··· Textauszug

Gletschertour in den Alpen Hochseilakt in die Eiszeit

Von Katja Trippel
Steil ist der Hang, und unter Schneefeldern lauern Abgründe. Als Teil einer Seilschaft wagen sich Autorin und Fotograf zum ersten Mal auf einen Gletscher und meistern einen Dreitausender in Tirol.

Mein Leben hängt an einem Seil, gelb-lila, fingerdünn. Verdammt dünn dafür, dass es das Einzige ist, was mich in dieser Gletscherspalte mit der Außenwelt verbindet! Wie ein Mehlsack baumle ich zwischen blau schimmernden Eiswänden und versuche, meine Steigeisen irgendwo festzukrallen. Doch ich rutsche ab, auch mit den Händen, das Eis ist glattpoliert vom Schmelzwasser, das in die Tiefe rinnt. Wie tief eigentlich? Ich gucke nach unten und lieber wieder hoch zum Seil, es wird ja wohl bitte halten.

Mein "Einsturz" ist nur simuliert. Draußen stemmen sich vier meiner besten Freunde als Seilschaft gegen die Schwerkraft, die an mir zerrt. Schließlich schaffe ich es, meine Fußspitzen ins Eis zu bohren. "Alles gut?", ruft Bernhard, der Bergführer, seine Stimme klingt entfernt, aber enorm beruhigend. "Ja!", brülle ich zurück, "Rettung kann losgehen!"

······
··· Ausgelesene Daten

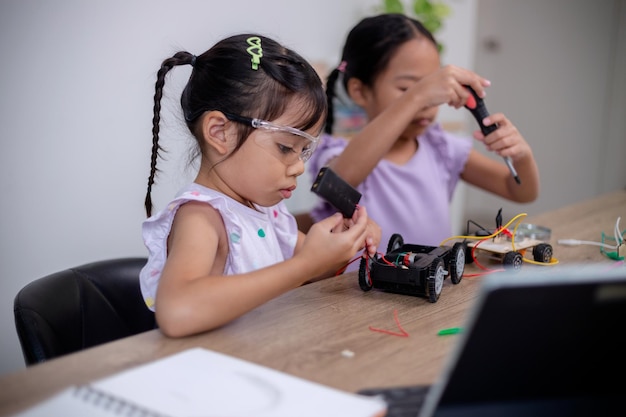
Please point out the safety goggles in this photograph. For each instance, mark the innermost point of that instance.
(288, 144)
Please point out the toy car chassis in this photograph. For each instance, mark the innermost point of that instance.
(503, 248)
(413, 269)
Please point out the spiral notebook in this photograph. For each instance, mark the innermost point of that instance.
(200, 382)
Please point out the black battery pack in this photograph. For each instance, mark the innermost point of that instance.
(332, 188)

······
··· Ausgelesene Daten

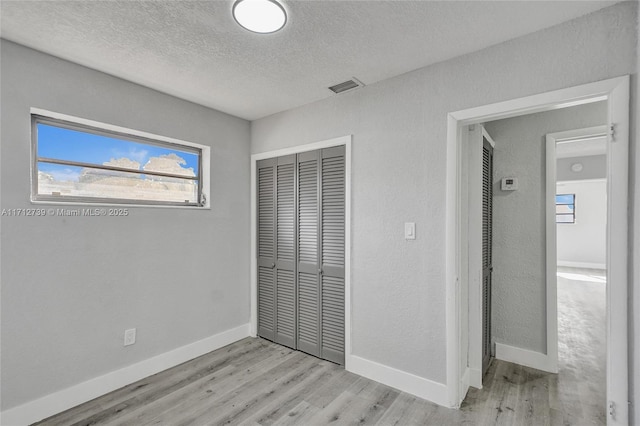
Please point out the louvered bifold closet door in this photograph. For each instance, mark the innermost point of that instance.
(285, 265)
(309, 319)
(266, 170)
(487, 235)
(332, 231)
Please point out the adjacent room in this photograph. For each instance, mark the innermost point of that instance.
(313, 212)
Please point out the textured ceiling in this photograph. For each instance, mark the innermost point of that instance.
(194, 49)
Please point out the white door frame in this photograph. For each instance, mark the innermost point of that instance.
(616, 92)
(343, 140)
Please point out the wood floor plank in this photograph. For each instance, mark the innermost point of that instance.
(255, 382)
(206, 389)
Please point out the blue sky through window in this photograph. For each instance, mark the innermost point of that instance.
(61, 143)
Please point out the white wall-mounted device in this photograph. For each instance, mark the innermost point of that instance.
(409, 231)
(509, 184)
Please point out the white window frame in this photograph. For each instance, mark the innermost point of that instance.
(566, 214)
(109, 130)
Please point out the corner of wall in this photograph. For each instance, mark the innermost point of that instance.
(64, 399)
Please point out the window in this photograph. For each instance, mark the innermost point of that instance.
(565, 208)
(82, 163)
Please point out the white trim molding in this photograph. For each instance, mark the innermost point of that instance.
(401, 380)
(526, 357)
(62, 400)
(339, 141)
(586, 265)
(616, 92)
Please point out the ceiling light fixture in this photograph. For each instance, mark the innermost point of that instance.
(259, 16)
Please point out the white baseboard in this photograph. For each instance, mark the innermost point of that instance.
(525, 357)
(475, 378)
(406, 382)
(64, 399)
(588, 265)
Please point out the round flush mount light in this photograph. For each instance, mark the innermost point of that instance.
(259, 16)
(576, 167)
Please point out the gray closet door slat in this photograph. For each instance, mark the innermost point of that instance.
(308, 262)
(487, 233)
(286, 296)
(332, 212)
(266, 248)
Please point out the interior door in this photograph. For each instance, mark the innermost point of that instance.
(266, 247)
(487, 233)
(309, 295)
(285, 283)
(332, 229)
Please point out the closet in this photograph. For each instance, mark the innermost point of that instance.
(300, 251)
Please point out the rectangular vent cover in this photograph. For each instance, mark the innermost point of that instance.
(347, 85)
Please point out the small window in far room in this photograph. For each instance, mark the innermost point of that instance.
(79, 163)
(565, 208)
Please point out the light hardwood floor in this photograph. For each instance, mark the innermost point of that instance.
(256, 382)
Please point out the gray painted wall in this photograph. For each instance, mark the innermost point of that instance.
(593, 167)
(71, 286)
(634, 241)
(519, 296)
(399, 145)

······
··· Ausgelesene Daten

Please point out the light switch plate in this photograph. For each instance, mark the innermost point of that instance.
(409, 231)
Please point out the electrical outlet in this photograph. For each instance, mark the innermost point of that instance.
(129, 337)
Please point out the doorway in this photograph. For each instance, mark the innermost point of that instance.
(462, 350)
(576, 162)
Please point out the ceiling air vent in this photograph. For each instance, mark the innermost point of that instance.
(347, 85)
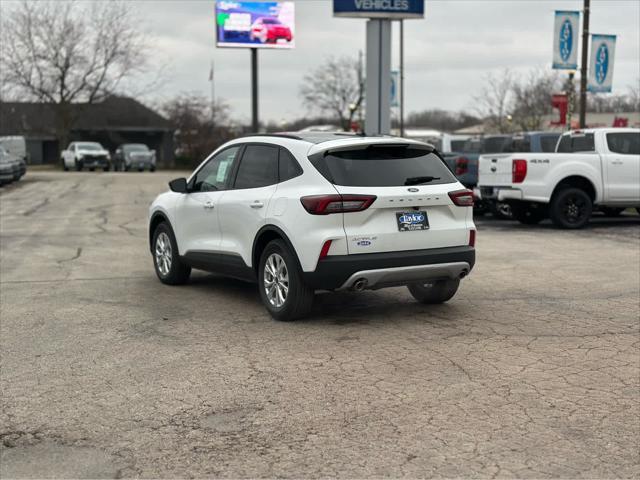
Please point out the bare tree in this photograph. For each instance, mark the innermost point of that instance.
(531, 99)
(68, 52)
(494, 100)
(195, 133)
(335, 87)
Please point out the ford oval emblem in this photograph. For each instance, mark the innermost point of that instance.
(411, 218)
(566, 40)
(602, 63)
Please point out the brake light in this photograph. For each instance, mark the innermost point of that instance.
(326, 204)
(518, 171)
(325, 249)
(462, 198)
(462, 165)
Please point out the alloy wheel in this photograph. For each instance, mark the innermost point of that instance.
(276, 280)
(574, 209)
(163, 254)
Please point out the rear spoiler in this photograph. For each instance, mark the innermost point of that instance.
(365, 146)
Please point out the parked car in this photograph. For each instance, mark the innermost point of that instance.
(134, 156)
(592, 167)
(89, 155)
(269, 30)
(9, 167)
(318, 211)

······

■ Arbeitsauftrag 1 ■
Schreib aus dem Text über die Gletschertour den Abschnitt von "Von Katja Trippel" bis einschließlich "wohl bitte halten." wortgetreu ab.
■ Arbeitsauftrag 2 ■
Welche Aufgabe hat Bernhard im Text über die Gletschertour?
■ Arbeitsauftrag 3 ■
Nenne alle Äußerungen in wörtlicher Rede, die im Text über die Gletschertour vorkommen.

■ Lösung 1 ■
Von Katja Trippel
Steil ist der Hang, und unter Schneefeldern lauern Abgründe. Als Teil einer Seilschaft wagen sich Autorin und Fotograf zum ersten Mal auf einen Gletscher und meistern einen Dreitausender in Tirol.

Mein Leben hängt an einem Seil, gelb-lila, fingerdünn. Verdammt dünn dafür, dass es das Einzige ist, was mich in dieser Gletscherspalte mit der Außenwelt verbindet! Wie ein Mehlsack baumle ich zwischen blau schimmernden Eiswänden und versuche, meine Steigeisen irgendwo festzukrallen. Doch ich rutsche ab, auch mit den Händen, das Eis ist glattpoliert vom Schmelzwasser, das in die Tiefe rinnt. Wie tief eigentlich? Ich gucke nach unten und lieber wieder hoch zum Seil, es wird ja wohl bitte halten.

■ Lösung 2 ■
Er ist der Bergführer.

■ Lösung 3 ■
"Alles gut?"
"Ja!"
"Rettung kann losgehen!"